## begin Available data
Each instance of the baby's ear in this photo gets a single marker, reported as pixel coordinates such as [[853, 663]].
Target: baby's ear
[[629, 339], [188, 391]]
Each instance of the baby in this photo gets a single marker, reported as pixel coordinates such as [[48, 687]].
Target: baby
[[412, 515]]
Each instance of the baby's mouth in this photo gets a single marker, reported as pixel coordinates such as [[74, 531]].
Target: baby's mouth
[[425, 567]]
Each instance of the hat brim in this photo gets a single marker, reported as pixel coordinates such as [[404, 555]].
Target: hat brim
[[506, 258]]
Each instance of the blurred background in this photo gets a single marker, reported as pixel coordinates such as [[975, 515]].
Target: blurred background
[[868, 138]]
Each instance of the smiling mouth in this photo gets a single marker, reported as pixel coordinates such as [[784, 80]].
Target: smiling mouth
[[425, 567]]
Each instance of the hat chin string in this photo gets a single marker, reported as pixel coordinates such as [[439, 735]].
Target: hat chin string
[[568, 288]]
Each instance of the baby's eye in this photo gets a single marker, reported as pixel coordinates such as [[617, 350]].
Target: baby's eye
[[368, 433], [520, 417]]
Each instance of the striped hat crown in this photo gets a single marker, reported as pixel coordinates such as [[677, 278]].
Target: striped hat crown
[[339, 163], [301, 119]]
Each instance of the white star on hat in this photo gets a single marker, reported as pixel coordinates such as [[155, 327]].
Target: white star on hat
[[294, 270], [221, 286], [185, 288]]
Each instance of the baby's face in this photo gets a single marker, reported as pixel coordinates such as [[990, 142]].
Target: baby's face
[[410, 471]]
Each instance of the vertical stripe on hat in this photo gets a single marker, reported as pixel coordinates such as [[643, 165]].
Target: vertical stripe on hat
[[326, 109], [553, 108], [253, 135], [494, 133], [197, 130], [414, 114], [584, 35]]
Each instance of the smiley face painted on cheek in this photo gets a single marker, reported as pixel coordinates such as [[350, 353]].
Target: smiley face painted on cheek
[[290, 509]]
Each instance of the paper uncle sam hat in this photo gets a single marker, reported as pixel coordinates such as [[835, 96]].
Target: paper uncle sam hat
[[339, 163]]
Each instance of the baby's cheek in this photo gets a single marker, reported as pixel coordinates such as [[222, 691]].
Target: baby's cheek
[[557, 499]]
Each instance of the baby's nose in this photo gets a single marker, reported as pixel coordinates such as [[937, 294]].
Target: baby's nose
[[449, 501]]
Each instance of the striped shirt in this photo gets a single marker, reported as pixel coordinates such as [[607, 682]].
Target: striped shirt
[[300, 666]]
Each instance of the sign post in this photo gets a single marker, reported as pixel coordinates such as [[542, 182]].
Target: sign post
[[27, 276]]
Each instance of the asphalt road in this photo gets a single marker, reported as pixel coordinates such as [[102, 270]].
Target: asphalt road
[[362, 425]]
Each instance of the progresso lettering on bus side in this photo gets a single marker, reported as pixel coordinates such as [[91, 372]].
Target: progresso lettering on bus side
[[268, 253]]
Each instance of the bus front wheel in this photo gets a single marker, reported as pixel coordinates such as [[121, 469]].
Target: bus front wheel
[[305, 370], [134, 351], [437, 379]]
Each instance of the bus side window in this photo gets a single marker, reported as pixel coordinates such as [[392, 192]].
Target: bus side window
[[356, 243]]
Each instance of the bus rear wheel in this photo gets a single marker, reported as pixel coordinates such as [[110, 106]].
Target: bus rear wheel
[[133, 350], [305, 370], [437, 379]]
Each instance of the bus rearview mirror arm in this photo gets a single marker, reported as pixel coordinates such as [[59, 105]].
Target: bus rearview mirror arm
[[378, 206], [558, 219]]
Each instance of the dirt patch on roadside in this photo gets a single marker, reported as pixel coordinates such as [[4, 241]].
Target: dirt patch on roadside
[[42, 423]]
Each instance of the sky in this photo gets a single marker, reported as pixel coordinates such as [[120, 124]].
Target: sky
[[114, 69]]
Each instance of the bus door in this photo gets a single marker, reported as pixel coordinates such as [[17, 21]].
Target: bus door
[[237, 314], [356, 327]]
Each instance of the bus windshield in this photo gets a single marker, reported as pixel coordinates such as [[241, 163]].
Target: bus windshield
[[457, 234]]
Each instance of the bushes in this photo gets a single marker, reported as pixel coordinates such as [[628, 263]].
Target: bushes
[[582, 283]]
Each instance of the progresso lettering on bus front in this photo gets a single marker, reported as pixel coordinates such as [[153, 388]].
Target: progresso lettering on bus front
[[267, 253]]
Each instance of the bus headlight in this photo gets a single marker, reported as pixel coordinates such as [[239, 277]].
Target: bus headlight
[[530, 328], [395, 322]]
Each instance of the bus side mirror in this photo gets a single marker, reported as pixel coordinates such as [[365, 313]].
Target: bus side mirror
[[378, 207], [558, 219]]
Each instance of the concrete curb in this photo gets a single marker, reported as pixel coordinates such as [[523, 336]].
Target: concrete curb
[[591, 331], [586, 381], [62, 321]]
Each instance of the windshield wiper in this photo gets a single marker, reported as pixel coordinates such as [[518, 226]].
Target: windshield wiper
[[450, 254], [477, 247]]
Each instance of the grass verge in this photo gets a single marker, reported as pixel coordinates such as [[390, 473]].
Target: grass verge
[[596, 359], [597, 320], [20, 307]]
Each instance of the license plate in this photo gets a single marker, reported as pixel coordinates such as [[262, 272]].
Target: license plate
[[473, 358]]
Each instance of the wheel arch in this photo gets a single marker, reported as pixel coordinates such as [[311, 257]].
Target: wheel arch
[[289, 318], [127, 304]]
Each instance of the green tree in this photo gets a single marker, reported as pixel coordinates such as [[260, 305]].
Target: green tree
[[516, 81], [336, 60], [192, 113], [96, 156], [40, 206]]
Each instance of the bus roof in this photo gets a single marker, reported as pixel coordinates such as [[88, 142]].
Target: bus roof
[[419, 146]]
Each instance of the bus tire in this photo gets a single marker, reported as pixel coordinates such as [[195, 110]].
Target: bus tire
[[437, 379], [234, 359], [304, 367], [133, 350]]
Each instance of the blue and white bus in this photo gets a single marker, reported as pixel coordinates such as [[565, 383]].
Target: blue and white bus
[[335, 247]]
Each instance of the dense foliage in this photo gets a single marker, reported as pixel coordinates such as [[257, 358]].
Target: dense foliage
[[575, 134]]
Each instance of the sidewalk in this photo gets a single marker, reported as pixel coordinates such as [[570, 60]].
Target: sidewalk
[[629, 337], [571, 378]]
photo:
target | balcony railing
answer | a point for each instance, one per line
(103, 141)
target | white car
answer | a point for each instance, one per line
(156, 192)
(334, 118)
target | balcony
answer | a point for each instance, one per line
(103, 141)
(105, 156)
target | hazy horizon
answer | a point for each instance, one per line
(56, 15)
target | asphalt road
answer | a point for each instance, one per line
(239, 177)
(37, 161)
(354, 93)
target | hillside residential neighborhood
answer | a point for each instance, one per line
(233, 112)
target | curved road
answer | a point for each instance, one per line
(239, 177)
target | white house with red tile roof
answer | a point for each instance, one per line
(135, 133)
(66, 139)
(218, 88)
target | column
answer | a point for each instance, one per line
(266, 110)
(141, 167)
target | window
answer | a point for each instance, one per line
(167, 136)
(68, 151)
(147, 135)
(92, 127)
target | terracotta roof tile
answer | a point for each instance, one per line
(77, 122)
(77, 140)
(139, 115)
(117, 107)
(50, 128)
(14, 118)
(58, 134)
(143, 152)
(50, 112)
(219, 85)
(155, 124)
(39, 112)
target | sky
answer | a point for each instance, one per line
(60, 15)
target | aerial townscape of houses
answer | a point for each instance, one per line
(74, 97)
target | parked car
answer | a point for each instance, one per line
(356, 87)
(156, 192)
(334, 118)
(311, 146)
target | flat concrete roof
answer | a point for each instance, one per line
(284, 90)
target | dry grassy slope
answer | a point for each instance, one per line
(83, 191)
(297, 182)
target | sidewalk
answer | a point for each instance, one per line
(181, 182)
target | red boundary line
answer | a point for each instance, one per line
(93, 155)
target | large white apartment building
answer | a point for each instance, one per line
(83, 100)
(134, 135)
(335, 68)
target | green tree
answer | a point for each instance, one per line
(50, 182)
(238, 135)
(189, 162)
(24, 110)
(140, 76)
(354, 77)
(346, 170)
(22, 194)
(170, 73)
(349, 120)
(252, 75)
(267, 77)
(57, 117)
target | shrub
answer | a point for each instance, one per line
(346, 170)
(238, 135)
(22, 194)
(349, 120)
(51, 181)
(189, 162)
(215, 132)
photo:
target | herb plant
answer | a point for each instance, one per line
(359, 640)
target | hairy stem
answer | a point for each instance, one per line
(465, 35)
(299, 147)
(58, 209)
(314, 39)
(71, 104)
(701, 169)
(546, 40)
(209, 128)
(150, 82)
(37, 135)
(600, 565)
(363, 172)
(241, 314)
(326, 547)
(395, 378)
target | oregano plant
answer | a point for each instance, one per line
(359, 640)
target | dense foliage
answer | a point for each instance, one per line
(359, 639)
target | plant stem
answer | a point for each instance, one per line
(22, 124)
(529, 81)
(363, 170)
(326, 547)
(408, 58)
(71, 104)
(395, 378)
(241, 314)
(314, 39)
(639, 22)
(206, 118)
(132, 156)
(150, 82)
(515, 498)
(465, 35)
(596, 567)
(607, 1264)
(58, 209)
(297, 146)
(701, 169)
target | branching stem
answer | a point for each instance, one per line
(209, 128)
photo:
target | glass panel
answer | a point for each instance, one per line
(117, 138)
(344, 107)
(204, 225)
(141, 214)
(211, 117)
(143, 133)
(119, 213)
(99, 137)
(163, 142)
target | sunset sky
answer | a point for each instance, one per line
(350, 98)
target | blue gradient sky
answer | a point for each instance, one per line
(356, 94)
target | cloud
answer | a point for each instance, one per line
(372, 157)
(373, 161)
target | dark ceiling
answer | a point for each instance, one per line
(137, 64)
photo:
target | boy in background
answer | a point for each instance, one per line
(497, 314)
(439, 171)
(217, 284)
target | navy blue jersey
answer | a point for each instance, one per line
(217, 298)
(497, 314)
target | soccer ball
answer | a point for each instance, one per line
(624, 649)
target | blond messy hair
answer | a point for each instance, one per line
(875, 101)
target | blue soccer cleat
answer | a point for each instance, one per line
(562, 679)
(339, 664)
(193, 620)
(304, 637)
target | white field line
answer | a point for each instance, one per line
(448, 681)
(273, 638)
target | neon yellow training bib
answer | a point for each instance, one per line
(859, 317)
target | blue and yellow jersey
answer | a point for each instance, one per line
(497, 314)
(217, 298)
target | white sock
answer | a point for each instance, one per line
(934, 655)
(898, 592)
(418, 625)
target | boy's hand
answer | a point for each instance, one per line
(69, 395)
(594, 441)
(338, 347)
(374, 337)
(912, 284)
## end Available data
**Directions:** Could you copy the material from its first line through the line that has "[[568, 288]]", swapping "hat brim" for "visor" and leaving everything else untouched?

**Answer for this exercise:**
Each instance of the baby's ear in this photo gets a single marker, reported as pixel coordinates such as [[853, 663]].
Target: baby's ear
[[629, 339], [188, 391]]
Each instance of the baby in this photo gets a single marker, reported as pixel coordinates such as [[48, 687]].
Target: baby
[[412, 515]]
Each instance of the baby's mouth in this photo gets a single marker, reported as pixel coordinates such as [[74, 531]].
Target: baby's mouth
[[425, 567]]
Each instance of the visor in this photo gets a single marker, reported as pixel coordinates such as [[404, 555]].
Target: visor
[[506, 258]]
Each instance of the blurred background in this photo gets a single marker, reported as pixel coordinates such as [[975, 515]].
Target: blurred background
[[868, 138]]
Each instance of the smiling mouth in this photo gets a single marker, reported as pixel coordinates such as [[784, 80]].
Target: smiling mouth
[[425, 567]]
Each instance of the hat chin string in this photo gets a single marker, reported as pixel coordinates such as [[439, 735]].
Target: hat chin string
[[568, 288]]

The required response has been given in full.